## TASK
Print each line of the records below word for word, with no changes.

Stored records:
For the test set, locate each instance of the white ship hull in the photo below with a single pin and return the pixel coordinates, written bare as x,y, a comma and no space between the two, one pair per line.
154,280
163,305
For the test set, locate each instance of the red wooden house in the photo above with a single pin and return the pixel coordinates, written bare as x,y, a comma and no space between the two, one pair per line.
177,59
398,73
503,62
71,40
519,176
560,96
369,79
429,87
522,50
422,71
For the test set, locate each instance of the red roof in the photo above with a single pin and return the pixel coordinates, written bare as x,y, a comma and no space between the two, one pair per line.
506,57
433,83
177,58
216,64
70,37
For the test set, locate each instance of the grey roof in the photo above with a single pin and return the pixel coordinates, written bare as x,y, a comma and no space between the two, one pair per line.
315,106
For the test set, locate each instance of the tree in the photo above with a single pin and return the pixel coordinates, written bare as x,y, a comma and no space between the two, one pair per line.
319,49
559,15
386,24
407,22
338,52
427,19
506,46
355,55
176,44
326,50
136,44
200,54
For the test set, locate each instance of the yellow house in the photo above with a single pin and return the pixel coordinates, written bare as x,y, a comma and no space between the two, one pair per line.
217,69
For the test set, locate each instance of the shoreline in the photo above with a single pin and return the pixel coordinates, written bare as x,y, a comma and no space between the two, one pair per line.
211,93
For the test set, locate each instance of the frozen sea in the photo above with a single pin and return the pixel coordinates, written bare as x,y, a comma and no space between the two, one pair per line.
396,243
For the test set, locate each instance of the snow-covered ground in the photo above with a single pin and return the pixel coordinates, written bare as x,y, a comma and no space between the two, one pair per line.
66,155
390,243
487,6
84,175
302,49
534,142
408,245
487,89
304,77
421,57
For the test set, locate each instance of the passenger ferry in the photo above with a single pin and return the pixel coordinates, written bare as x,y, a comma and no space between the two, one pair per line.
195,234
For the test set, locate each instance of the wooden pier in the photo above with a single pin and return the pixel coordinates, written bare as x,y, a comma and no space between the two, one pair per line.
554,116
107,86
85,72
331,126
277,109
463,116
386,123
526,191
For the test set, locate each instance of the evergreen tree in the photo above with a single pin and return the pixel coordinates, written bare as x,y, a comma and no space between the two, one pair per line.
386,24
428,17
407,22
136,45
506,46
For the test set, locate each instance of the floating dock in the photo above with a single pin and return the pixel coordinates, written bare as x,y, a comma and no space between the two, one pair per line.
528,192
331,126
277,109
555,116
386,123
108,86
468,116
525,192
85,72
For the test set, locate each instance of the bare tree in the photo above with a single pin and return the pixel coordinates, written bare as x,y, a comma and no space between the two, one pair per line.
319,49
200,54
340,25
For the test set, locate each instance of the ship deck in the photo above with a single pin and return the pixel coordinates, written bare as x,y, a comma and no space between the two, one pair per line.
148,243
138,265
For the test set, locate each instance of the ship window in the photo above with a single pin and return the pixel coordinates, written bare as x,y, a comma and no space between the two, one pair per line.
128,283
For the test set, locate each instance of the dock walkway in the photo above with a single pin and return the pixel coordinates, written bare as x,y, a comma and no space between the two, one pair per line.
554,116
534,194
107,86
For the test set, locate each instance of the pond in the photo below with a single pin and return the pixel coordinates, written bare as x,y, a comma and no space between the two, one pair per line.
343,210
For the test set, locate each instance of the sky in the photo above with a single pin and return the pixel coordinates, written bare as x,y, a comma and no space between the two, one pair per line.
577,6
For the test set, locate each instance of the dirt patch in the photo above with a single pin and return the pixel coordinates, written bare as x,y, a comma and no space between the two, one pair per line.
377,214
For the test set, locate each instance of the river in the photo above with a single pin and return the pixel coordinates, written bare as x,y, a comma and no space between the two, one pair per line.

## TASK RESULT
For the test set, locate each instance of the white ship hull in the photo below with a single pin and return the pixel coordinates, written bare as x,y, a comma and no space between the two, one pair per line.
154,280
163,305
For the test set, locate each instance of the red wooden house in the photo above with a single pin and return the pixel coordinates, written bare as x,y, a comma and no space between the two, one pair per line.
177,59
398,73
503,62
71,40
519,176
560,96
369,79
429,87
522,50
422,71
For the test set, locate each instance of the red roof in the photo above with a single pin and return the pixel coordinates, written bare as x,y, a comma and no space between the two, one pair per line.
506,57
433,83
177,58
216,64
70,37
For the test set, locate each instance of the grey roof in the photo above with a single pin and return the pixel coordinates, written bare as x,y, a comma and no space between the two, one pair per line.
315,106
For the test set, locate each instance of the tree in the photo above with a single pin and return the pixel coordinates, written bare as x,y, a comma and no space between the two, one pair per line.
319,49
559,15
386,24
407,22
338,52
427,19
506,46
355,55
176,44
326,50
136,44
200,54
For the test set, locate each instance of the yellow house in the photo above with a single pin and return the pixel coordinates, written bare as x,y, a comma and no space between the two, one pair per line.
217,69
For the test set, locate each instance of the shoreline in the photo above with a single pin and return the pixel coordinates, written bare as x,y, a comma and no space between the two, one pair per line.
211,93
For the test set, locate each instance of the frozen sea in the photo above with a single pin and return the pixel coordinates, written bare as x,y, a comma and no space between the two, one pair per line.
396,243
For the test set, locate each instance of the snow-covered ground in the photo above with a single pin and return the pixel coordinates, written bare as x,y, a comma and no space between the two, one pair per line.
66,155
390,243
487,6
84,175
302,49
534,142
408,245
487,89
304,77
421,57
For the test set, locate each instance of the passenger ferry in the photo above with a single pin and return the pixel coordinates, written bare as x,y, a comma and no space between the two, one pair per line.
195,234
For the test set, locate each instance of the wooden pier in the photo above with a single pin and return the pixel coordinates, written bare as x,y, a comma and no space between the two, one pair per line.
554,116
107,86
85,72
331,126
277,109
463,116
386,123
526,191
For the test set, locate each instance of the evergreen tree in the photo above with a single pin and return the pixel coordinates, written bare as x,y, a comma and no space between the two, one pair per line.
386,24
428,17
407,22
136,45
506,46
For the test set, locate each instance of the floating dock in the photo above with a single pin and return the pixel coordinates, written bare as x,y, a comma and no space between the two, one pair per line.
528,192
331,126
277,109
555,116
386,123
108,86
468,116
525,192
85,72
For the test set, locate each instance of the bare tree in the photo above with a single pin and return the pixel coordinates, written bare as x,y, a comma and no space between the two, one pair per line.
319,49
200,54
340,25
For the test set, locate each instance of the ship deck in the photo above with a single pin and return the pixel coordinates, written bare as x,y, a comma and no space between the two, one pair per line.
148,243
138,265
For the test set, locate each instance of the ship window in the photo above with a single pin and return the pixel coordinates, written bare as x,y, a comma and no space between the two, one pair per line.
128,283
For the test set, locate each instance of the dock walkway in the photo above with a single pin and return the pixel coordinates, written bare as x,y, a comma and no space between the two, one pair per line.
554,116
534,194
107,86
For the test set, locate each instance of the pond in the photo below with a single pin and return the pixel coordinates, written bare as x,y, a comma and no space between the two, one pair per line.
343,210
For the test set, locate each instance of the sky in the photo above with a single pin and return the pixel coordinates, written bare as x,y, a comma and no space between the two, one pair per line.
577,6
For the test set, locate each instance of the dirt patch in the photo above with a single pin and return the pixel coordinates, written bare as x,y, a comma and no space between the two, one pair per line.
377,214
For the test set, locate each instance of the river in the photo above with a single pin and return the pixel coordinates, written bare as x,y, a comma and no space between the two, one pair per line.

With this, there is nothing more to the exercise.